#### [Supplied text]
^^^^

- Genre: Documentary
- Narrated by: Colin Tierney
- Country of origin: United Kingdom
- Original language: English
- No. of seasons: 1
- No. of episodes: 4

Production
- Executive producers: David Glover Mark Raphael
- Running time: 48–66 min.
- Production company: 72 Films

Original release
- Network: Channel 4
- Release: November 2017

= Trump: An American Dream =

British television documentary miniseries

Trump: An American Dream is a four-part British television documentary series, exploring the journey of Donald Trump through five decades, his public persona and career path leading up to his presidential run. Trump: An American Dream first was released for UK television on Channel 4 in November 2017, followed by a global release on Netflix in March 2018. The documentary features original footage and interviews with early employees of The Trump Organization, addresses the business and personal relationship Trump had with his first wife, Ivana Trump, and covers the alliances Trump had with Roger Stone and Roy Cohn.

^^^^

#### [Goal]
Which production company made the series in the Trump documentary entry? Rely only on the Trump documentary entry.

^^^^

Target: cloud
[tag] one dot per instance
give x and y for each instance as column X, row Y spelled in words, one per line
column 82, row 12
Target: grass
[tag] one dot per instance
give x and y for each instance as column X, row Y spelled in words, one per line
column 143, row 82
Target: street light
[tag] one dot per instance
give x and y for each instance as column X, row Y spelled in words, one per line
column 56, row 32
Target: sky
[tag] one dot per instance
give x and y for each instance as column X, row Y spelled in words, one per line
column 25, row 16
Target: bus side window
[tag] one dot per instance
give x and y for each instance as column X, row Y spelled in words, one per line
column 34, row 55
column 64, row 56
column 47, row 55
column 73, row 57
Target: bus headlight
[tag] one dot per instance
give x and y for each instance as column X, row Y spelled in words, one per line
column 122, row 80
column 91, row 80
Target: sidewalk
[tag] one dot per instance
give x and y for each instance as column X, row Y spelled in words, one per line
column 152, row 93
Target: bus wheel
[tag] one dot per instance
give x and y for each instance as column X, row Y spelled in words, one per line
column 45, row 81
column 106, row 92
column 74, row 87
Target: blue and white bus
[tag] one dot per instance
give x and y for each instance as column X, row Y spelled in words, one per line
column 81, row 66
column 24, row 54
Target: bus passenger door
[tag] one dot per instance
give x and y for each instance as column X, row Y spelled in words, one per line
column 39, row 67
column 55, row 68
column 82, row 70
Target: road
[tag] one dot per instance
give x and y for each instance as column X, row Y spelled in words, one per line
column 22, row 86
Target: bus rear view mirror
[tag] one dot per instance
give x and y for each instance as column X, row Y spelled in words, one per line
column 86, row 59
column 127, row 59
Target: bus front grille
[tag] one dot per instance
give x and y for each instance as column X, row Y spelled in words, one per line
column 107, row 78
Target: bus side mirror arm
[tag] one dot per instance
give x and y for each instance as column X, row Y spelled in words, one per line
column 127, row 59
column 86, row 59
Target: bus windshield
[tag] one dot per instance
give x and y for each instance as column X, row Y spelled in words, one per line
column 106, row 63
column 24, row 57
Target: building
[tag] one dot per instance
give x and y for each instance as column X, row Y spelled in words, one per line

^^^^

#### [Task solution]
72 Films